▶ ACTIVITY:
From the line that contains "Phrase: stadium bleacher" to the last line of the records below, retype each line exactly; leave out everything else.

▶ MATERIAL PROVIDED:
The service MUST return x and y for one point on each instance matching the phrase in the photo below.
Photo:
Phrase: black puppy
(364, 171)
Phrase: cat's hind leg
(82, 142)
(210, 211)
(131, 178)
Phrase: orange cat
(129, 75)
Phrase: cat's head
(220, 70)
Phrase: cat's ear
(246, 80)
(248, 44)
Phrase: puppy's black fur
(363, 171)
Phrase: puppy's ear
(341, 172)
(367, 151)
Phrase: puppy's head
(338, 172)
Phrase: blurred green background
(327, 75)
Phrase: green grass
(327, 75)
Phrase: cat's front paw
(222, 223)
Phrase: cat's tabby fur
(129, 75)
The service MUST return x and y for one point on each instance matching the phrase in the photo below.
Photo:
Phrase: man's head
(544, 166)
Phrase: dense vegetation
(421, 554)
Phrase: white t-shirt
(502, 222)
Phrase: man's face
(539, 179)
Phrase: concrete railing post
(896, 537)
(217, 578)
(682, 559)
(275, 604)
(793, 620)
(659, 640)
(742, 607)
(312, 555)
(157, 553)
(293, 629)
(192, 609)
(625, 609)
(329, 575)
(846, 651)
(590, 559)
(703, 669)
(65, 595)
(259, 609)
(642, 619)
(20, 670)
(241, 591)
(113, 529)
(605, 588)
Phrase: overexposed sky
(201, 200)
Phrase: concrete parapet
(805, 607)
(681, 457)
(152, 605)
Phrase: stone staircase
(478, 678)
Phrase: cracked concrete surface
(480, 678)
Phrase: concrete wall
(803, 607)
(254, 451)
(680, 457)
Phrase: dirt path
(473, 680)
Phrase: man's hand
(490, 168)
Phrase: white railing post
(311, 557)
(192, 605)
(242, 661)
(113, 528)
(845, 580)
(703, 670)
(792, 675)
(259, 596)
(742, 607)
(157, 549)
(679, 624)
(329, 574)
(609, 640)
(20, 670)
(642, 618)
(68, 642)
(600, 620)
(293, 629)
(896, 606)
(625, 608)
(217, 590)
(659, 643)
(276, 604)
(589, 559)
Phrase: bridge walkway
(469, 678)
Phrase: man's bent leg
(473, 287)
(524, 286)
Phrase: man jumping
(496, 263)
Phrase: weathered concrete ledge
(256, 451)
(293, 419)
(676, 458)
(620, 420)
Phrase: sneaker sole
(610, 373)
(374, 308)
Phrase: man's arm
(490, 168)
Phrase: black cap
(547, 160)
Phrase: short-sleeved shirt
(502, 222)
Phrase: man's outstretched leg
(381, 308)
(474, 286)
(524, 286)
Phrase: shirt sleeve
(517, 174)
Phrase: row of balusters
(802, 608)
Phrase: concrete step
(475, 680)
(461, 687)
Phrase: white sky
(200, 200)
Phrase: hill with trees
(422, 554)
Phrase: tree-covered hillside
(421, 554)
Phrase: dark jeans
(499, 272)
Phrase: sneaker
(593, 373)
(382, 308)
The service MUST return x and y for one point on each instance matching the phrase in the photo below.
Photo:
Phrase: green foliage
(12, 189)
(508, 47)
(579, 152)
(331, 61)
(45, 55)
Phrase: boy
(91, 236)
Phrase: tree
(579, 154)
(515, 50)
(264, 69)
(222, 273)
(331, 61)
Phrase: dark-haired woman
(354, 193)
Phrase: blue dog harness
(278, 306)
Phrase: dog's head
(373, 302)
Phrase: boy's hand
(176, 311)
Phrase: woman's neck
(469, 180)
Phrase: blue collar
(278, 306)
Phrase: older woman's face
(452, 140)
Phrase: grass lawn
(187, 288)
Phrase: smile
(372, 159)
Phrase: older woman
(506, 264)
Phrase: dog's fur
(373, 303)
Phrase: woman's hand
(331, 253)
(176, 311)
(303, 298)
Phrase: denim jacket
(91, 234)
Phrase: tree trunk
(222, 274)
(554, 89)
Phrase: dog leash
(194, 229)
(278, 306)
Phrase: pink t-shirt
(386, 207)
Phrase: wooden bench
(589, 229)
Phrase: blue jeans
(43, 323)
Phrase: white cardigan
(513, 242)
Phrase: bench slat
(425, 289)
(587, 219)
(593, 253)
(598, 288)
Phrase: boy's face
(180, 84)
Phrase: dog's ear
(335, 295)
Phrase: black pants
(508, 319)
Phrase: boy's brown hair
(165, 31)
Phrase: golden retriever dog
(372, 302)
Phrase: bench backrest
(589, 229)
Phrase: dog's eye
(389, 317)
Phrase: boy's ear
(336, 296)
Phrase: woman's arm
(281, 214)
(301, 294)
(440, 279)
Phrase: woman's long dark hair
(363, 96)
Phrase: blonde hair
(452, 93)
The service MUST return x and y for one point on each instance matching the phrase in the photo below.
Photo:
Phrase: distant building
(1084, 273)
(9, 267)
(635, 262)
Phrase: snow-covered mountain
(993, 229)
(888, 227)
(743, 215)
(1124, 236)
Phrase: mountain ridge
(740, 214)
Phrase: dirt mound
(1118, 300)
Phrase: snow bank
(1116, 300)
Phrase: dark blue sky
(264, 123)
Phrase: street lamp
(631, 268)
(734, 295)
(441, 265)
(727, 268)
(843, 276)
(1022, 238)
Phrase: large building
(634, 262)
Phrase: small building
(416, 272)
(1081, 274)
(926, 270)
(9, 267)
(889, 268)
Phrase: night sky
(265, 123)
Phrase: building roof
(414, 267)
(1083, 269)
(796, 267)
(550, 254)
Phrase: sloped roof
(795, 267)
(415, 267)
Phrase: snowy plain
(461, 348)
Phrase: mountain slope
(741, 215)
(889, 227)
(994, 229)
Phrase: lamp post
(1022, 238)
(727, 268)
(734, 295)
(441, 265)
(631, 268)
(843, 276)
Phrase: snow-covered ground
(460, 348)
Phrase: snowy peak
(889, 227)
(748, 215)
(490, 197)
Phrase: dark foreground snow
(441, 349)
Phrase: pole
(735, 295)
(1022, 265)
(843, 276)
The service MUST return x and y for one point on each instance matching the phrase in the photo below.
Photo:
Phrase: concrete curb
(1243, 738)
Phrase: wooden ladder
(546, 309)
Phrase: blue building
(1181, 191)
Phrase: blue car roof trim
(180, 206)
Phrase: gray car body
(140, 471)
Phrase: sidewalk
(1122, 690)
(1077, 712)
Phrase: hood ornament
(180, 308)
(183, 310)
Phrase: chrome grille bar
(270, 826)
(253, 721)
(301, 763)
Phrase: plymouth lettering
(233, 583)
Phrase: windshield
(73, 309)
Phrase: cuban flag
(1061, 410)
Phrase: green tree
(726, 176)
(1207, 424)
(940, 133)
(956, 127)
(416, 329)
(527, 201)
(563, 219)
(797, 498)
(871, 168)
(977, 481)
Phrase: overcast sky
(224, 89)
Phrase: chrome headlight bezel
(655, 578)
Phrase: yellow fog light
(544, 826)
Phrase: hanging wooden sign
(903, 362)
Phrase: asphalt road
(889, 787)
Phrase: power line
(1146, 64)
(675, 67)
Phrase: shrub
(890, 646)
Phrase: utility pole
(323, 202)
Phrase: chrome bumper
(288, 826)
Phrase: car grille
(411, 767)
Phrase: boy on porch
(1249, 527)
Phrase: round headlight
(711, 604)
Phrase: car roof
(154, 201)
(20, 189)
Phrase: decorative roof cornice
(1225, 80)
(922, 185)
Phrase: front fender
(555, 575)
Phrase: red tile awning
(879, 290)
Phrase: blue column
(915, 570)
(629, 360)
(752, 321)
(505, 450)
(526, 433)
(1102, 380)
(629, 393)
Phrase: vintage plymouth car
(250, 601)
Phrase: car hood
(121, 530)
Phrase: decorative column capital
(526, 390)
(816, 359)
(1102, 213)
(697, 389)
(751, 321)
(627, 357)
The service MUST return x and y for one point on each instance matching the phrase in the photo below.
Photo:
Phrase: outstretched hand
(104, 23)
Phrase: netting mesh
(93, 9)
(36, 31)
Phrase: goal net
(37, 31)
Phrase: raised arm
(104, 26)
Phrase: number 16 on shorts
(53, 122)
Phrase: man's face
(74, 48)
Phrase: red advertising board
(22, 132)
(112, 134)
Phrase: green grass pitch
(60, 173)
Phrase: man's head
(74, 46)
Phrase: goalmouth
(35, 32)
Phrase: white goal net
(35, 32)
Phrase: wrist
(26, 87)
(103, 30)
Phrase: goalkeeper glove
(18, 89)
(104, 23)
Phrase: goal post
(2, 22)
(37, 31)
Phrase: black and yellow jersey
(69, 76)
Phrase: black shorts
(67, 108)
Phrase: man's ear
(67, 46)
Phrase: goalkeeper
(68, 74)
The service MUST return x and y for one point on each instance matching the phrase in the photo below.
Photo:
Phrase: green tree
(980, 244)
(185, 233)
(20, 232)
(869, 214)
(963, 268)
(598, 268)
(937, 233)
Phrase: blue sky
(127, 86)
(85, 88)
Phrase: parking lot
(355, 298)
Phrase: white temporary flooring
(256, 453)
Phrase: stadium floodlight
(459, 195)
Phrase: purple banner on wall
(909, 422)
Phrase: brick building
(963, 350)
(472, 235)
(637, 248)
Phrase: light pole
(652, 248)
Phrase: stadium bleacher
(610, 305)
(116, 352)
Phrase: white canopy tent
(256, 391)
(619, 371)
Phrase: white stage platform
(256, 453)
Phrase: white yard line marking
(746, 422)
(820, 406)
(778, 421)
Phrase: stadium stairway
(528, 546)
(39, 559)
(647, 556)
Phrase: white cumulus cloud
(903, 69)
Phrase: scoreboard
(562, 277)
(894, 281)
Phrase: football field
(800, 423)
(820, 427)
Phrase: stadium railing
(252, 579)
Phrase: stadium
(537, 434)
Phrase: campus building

▶ PROBLEM SOLUTION:
Phrase: stadium bleacher
(610, 305)
(116, 352)
Phrase: white canopy tent
(256, 391)
(619, 371)
Phrase: white stage platform
(256, 453)
Phrase: white yard line marking
(746, 422)
(820, 406)
(778, 421)
Phrase: stadium stairway
(528, 546)
(39, 559)
(647, 556)
Phrase: white cumulus cloud
(903, 69)
Phrase: scoreboard
(562, 277)
(894, 281)
Phrase: football field
(800, 423)
(820, 427)
Phrase: stadium railing
(252, 579)
Phrase: stadium
(537, 434)
Phrase: campus building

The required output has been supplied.